Description of the task. Repeat the material verbatim and drop the pictures.

------ Records for the task

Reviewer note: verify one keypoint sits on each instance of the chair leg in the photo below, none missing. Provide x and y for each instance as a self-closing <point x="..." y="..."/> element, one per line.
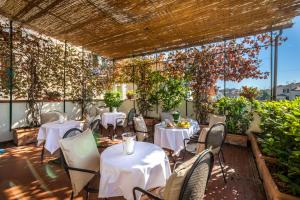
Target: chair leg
<point x="223" y="158"/>
<point x="42" y="154"/>
<point x="224" y="177"/>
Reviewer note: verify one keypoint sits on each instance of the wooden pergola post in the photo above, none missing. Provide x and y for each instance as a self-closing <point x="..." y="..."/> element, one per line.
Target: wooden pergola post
<point x="10" y="72"/>
<point x="64" y="81"/>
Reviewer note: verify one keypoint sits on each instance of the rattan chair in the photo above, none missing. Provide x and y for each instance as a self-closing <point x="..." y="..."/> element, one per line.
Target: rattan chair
<point x="195" y="180"/>
<point x="88" y="189"/>
<point x="148" y="136"/>
<point x="48" y="117"/>
<point x="214" y="139"/>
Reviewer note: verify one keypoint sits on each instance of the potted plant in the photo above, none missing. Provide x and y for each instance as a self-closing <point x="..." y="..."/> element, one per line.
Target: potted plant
<point x="52" y="95"/>
<point x="112" y="100"/>
<point x="130" y="94"/>
<point x="250" y="93"/>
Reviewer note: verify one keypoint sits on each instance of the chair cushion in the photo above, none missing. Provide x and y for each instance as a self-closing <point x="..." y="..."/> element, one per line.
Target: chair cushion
<point x="102" y="110"/>
<point x="202" y="137"/>
<point x="139" y="124"/>
<point x="80" y="151"/>
<point x="175" y="181"/>
<point x="213" y="119"/>
<point x="141" y="136"/>
<point x="51" y="116"/>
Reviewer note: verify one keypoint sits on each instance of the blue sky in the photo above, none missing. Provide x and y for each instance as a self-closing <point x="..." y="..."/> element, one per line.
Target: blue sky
<point x="288" y="61"/>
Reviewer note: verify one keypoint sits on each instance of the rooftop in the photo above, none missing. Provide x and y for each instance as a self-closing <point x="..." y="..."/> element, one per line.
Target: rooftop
<point x="125" y="28"/>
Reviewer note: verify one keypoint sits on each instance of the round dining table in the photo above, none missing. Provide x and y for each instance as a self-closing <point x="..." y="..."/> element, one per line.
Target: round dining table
<point x="148" y="167"/>
<point x="111" y="117"/>
<point x="52" y="132"/>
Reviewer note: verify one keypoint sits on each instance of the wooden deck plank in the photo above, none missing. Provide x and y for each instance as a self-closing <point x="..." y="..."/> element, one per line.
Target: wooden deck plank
<point x="22" y="176"/>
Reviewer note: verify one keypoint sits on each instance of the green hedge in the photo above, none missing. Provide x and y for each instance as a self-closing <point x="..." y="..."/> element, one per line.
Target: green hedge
<point x="238" y="113"/>
<point x="280" y="122"/>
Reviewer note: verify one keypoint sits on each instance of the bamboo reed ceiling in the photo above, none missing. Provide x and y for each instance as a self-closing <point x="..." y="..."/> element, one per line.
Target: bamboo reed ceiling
<point x="122" y="28"/>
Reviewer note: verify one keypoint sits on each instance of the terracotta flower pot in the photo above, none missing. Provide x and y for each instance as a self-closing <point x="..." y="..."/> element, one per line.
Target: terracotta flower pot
<point x="23" y="136"/>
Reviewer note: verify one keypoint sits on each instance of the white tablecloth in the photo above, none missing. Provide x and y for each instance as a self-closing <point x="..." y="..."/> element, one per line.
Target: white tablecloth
<point x="147" y="168"/>
<point x="171" y="138"/>
<point x="110" y="118"/>
<point x="52" y="132"/>
<point x="194" y="125"/>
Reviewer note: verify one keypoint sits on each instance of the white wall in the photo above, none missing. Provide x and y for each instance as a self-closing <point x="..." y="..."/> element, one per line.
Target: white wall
<point x="4" y="122"/>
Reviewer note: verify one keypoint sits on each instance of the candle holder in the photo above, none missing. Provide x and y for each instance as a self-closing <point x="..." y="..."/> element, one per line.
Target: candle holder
<point x="128" y="140"/>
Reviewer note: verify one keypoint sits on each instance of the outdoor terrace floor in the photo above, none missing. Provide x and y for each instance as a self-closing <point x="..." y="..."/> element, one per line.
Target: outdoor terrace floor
<point x="22" y="176"/>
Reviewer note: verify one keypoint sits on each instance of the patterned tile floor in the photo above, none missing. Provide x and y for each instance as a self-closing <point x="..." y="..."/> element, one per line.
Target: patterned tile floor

------------

Problem solution.
Reviewer note: verify one keypoint sits on each instance of the chair leg in the photo below, none missing. Provide x and y for each instance as a self-closing <point x="..." y="..."/> element, one per line.
Target: chair leg
<point x="223" y="158"/>
<point x="42" y="154"/>
<point x="224" y="177"/>
Reviewer note: verify one keypoint sits on each instance of the wooden pergola post in the photo above, none missing. Provide x and y for each instance as a self-closing <point x="..." y="..."/> element, one per line.
Target: wooden pergola post
<point x="10" y="72"/>
<point x="64" y="81"/>
Reviewer note: verify one keypoint sits on each instance of the rattan chair in the photo above, none missing. Provide x and y for each instance as a self-closing <point x="..." y="..."/> element, one per line.
Target: rattan chair
<point x="195" y="180"/>
<point x="88" y="189"/>
<point x="148" y="136"/>
<point x="48" y="117"/>
<point x="214" y="139"/>
Reviewer note: verify one keypoint sits on each instance of the potted plant in the photo above, none missing. Provide x and y for each instance as a self-closing <point x="..." y="..."/> element, one per line.
Target: potted plant
<point x="52" y="95"/>
<point x="112" y="100"/>
<point x="130" y="94"/>
<point x="250" y="93"/>
Reviewer note: verify one keypoint sits on each instance of the chair cushion in the photo above, none missing. Provide x and y for each instance as a self-closing <point x="..." y="..."/> element, one per line.
Target: chair cushion
<point x="102" y="110"/>
<point x="202" y="137"/>
<point x="139" y="124"/>
<point x="80" y="151"/>
<point x="175" y="181"/>
<point x="213" y="119"/>
<point x="141" y="136"/>
<point x="51" y="116"/>
Reviewer note: verify one keypoint sits on each instance of the blue sky in the photo above, none missing. Provide x and y for each instance as a self-closing <point x="..." y="..."/> element, one per line.
Target: blue sky
<point x="288" y="61"/>
Reviewer note: verify one keypoint sits on each instance of the rooftop in the photo above, none missing. Provide x and y for each instance as a self-closing <point x="..." y="..."/> element, one per line.
Target: rooftop
<point x="125" y="28"/>
Reviewer note: verify one keypoint sits on each instance of the round dining table in the photo above, none missing. Provide x and y for each instance as a self-closing <point x="..." y="..."/> element, one per line.
Target: round dining table
<point x="148" y="167"/>
<point x="111" y="117"/>
<point x="52" y="132"/>
Reviewer note: verify one keypoint sits on each instance of the wooden deck plank in the photo above, none missing. Provide x and y for each instance as a self-closing <point x="..." y="..."/> element, one per line.
Target: wooden deck plank
<point x="22" y="176"/>
Reviewer note: verify one keypoint sits on each instance of the green hedge in the photo above, none missing. Provide x and y for each instance as a self-closing <point x="..." y="..."/> element, one per line.
Target: green hedge
<point x="238" y="113"/>
<point x="280" y="122"/>
Reviewer note: verify one keypoint sits on each instance of the bamboo reed ceiling in the photo above, none missing. Provide x and y for each instance as a self-closing <point x="..." y="..."/> element, one per line.
Target: bamboo reed ceiling
<point x="122" y="28"/>
Reviewer note: verify one keypoint sits on each instance of the terracotta flower pot in the photo above, none missing. Provide x and y for each instance as a self-closing <point x="..." y="..."/> element, one per line.
Target: terracotta flower pot
<point x="23" y="136"/>
Reviewer note: verify one keypoint sits on each instance of the white tablecloth in the photo above, none missing. Provide x and y for each instance as a self-closing <point x="..." y="..."/> element, one per line.
Target: white tablecloth
<point x="147" y="168"/>
<point x="171" y="138"/>
<point x="110" y="118"/>
<point x="52" y="132"/>
<point x="194" y="125"/>
Reviewer note: verify one keypoint sits on each instance of the white wall in the photo above, none missing. Provide x and y for each instance as a self-closing <point x="..." y="..."/> element, one per line.
Target: white wall
<point x="4" y="122"/>
Reviewer note: verify one keypoint sits on each instance of the candle holder in the photo above, none missing. Provide x and y for each instance as a self-closing <point x="..." y="..."/> element, one per line.
Target: candle holder
<point x="128" y="140"/>
Reviewer note: verify one keypoint sits on each instance of the outdoor terrace floor in the photo above, none missing. Provide x and y for each instance as a self-closing <point x="..." y="..."/> element, one per line.
Target: outdoor terrace floor
<point x="22" y="176"/>
Reviewer note: verify one keypoint sits on each instance of the patterned tile floor in the photo above, none missing. Provide x and y for each instance as a self-closing <point x="..." y="..."/> element, one per line.
Target: patterned tile floor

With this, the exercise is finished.